> **Material supplied**
_____
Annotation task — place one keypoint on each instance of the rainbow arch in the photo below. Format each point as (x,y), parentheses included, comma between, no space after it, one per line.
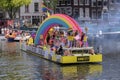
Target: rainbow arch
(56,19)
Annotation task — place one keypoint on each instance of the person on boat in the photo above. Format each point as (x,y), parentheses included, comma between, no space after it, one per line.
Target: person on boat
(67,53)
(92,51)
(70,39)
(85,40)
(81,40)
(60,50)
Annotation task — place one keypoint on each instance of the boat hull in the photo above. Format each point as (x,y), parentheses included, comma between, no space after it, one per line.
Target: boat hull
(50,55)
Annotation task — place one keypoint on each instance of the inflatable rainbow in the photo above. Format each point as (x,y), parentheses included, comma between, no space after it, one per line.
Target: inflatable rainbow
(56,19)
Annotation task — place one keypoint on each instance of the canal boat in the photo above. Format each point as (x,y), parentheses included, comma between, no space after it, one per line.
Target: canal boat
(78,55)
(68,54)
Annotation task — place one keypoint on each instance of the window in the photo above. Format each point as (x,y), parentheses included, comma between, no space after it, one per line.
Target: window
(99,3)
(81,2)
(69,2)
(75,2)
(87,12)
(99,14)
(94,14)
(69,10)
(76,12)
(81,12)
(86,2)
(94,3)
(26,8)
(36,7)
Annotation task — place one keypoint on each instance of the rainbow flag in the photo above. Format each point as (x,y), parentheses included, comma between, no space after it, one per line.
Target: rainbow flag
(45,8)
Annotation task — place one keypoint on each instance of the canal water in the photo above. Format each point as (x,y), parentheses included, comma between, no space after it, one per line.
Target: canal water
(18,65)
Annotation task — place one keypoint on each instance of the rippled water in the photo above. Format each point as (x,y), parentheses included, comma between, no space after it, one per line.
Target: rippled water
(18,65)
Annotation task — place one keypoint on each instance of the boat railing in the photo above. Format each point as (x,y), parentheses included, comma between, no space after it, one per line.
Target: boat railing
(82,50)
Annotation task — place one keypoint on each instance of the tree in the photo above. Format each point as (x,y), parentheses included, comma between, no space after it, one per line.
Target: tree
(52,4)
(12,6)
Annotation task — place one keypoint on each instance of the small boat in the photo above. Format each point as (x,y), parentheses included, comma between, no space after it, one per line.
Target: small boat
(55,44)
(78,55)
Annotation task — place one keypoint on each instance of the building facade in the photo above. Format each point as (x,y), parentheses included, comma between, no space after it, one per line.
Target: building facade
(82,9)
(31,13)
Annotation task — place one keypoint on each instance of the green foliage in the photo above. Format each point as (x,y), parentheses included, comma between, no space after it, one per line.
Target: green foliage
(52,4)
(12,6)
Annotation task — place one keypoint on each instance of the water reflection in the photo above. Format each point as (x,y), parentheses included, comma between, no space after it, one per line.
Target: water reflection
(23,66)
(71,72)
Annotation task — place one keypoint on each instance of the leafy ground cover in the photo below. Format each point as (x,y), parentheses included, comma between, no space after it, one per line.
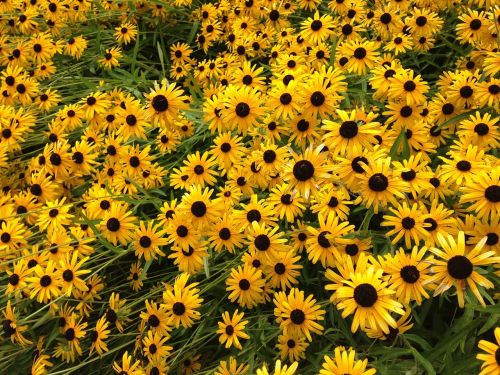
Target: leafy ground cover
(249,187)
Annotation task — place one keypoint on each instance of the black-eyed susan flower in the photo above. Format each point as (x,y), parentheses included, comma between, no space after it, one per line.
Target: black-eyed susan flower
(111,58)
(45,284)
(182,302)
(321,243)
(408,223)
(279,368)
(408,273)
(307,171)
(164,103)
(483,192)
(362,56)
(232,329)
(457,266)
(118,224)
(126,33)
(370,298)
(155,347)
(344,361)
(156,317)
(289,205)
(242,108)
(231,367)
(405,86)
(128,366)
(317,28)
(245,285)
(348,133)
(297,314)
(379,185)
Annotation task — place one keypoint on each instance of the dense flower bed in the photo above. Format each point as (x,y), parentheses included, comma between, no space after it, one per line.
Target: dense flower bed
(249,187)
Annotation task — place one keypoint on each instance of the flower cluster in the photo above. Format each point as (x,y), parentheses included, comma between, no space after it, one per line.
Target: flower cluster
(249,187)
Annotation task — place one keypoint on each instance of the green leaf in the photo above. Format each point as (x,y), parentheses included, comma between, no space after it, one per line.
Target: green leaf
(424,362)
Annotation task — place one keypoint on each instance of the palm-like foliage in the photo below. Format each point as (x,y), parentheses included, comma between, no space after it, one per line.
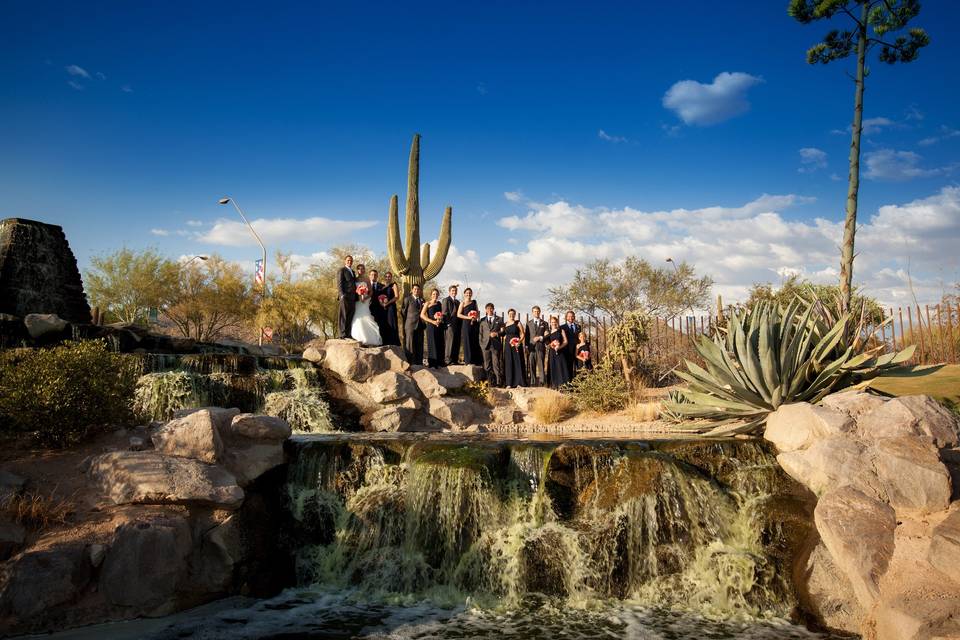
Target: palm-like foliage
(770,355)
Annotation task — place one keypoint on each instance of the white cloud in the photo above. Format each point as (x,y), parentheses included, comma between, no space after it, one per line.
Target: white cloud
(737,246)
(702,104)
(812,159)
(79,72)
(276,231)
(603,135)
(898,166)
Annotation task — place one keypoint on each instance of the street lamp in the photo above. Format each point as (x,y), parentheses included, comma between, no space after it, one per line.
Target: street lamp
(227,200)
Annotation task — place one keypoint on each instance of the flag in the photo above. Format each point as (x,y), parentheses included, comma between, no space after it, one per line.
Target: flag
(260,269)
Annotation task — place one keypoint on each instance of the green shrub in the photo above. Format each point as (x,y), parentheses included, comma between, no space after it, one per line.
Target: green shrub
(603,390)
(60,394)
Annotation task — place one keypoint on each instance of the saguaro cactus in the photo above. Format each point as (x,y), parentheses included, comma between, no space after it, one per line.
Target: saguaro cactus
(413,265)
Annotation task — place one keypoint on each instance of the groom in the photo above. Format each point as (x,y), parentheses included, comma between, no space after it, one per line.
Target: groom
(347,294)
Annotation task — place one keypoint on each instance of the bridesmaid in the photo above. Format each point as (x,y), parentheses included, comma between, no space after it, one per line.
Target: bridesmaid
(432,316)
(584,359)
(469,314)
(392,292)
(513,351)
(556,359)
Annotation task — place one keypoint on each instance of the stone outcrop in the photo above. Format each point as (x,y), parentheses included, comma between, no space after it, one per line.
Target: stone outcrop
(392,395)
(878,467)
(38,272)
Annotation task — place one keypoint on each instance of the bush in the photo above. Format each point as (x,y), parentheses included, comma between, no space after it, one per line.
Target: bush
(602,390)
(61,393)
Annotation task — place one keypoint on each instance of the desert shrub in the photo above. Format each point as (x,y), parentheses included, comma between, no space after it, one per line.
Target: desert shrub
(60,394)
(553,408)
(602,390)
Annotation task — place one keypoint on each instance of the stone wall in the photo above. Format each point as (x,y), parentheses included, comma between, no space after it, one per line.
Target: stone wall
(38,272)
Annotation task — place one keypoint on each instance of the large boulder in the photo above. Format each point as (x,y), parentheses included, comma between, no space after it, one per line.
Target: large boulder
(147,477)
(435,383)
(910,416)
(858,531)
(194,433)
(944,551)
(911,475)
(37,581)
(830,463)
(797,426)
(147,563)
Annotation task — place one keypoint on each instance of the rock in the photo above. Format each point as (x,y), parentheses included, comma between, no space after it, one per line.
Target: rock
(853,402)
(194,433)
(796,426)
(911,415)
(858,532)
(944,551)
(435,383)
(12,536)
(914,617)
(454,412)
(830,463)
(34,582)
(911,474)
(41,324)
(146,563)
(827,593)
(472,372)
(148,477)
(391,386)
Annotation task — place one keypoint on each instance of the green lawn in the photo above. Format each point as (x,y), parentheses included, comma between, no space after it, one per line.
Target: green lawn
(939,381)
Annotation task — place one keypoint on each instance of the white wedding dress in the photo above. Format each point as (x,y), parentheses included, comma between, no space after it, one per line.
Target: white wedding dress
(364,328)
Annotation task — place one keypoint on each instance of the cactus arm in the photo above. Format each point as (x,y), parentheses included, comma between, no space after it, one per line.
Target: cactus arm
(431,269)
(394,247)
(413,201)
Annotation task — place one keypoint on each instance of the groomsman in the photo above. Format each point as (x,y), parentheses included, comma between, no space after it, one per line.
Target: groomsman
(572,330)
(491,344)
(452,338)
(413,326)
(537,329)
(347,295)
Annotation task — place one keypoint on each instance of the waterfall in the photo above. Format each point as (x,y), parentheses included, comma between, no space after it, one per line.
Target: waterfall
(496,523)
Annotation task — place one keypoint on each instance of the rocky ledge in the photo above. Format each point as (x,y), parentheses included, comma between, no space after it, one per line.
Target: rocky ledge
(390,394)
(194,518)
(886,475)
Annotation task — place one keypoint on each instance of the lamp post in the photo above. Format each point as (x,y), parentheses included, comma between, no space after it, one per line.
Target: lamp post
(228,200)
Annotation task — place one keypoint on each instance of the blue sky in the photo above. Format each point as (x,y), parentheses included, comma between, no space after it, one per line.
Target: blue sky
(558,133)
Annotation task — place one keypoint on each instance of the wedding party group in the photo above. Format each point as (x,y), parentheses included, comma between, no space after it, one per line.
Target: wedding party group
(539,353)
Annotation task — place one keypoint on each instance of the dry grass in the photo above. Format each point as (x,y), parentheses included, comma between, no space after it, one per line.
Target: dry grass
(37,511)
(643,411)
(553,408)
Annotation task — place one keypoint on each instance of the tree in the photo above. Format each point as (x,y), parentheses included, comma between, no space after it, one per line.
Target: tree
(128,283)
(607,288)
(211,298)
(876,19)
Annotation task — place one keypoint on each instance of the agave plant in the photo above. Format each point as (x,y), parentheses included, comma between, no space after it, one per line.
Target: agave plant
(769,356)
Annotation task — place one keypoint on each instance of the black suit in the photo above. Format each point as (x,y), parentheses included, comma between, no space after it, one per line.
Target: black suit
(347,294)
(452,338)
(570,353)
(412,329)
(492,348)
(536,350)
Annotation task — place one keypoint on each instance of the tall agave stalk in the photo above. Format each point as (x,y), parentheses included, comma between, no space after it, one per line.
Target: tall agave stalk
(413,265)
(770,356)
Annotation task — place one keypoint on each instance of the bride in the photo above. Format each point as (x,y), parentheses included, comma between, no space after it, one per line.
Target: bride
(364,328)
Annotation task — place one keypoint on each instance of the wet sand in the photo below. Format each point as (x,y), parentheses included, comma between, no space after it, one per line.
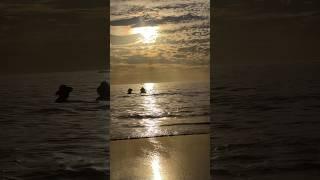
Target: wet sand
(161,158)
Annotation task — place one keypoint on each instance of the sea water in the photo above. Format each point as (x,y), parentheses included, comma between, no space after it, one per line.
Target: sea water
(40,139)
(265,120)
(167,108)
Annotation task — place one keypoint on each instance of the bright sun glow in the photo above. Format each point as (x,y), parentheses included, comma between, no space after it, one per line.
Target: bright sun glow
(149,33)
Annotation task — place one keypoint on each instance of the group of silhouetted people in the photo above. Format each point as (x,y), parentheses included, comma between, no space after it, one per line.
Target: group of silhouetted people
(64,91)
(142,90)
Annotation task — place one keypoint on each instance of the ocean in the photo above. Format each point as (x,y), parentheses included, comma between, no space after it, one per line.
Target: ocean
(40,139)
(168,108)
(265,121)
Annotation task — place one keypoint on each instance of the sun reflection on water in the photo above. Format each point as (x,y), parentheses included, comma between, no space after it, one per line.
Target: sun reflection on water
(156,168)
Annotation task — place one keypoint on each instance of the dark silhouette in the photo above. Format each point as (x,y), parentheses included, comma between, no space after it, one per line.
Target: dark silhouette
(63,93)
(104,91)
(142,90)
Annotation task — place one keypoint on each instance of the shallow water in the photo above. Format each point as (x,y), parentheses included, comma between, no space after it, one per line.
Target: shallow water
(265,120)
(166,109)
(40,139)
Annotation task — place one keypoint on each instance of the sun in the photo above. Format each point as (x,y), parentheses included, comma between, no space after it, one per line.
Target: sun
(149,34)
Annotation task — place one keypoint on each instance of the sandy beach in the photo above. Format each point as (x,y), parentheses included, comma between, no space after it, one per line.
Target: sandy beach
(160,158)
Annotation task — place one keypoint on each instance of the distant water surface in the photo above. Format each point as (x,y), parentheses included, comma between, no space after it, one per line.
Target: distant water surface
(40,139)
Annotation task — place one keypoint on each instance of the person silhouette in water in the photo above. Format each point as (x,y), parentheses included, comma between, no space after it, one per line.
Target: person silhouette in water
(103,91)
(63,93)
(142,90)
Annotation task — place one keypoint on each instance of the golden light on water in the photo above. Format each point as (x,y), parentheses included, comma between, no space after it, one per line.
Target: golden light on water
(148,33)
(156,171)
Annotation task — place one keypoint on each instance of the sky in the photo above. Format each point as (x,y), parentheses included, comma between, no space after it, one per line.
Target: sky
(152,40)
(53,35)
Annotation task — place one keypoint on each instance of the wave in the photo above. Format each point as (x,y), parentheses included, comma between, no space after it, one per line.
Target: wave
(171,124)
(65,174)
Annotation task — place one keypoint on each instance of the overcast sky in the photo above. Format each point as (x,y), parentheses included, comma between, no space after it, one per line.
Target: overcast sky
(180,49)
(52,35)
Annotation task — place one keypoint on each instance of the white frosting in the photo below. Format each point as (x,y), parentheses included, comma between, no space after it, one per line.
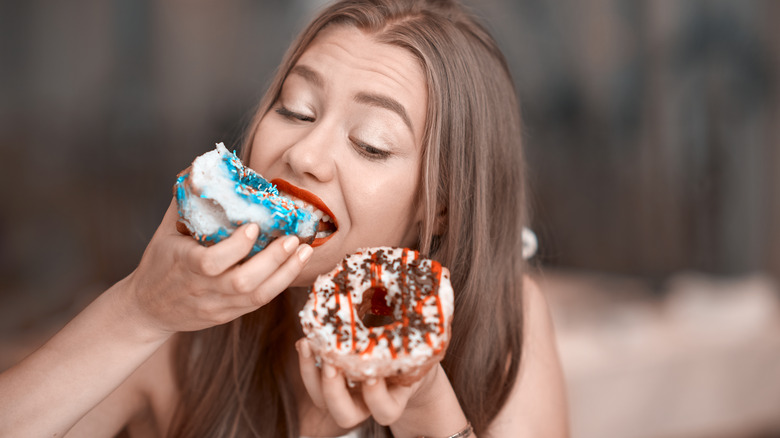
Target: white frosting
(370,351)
_____
> **Problem details**
Rewrite the data from the line holding "of the overcast" through the end of the data, inclusive, as a numbered list with no blank lines. Omit the pictures.

> **Response**
1. Annotation task — place one keypoint on each instance of the overcast sky in the photo above. Format each point as (x,y), parentheses included, comma between, no space after it, one per line.
2. Target: overcast sky
3. (180,49)
4. (52,35)
5. Annotation task — place one keypoint on each instance of the white frosting in the photo below. Format each point as (x,y), parentheses included, comma between, no space after it, one per line.
6. Target: white frosting
7. (370,351)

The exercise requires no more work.